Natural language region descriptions
******
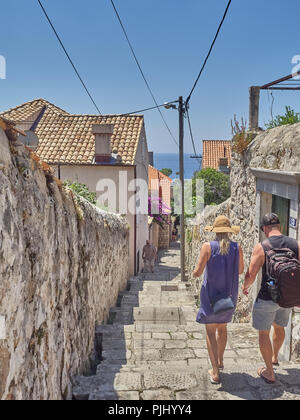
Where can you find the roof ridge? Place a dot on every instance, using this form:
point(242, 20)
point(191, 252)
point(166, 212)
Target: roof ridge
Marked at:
point(43, 102)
******
▶ **Work instruction**
Output each record above word for word, leaving out images.

▶ **Output below**
Where can you find the roof ridge? Place a dot on every instance, using this form:
point(242, 20)
point(191, 252)
point(166, 212)
Target: roof ridge
Marked at:
point(43, 102)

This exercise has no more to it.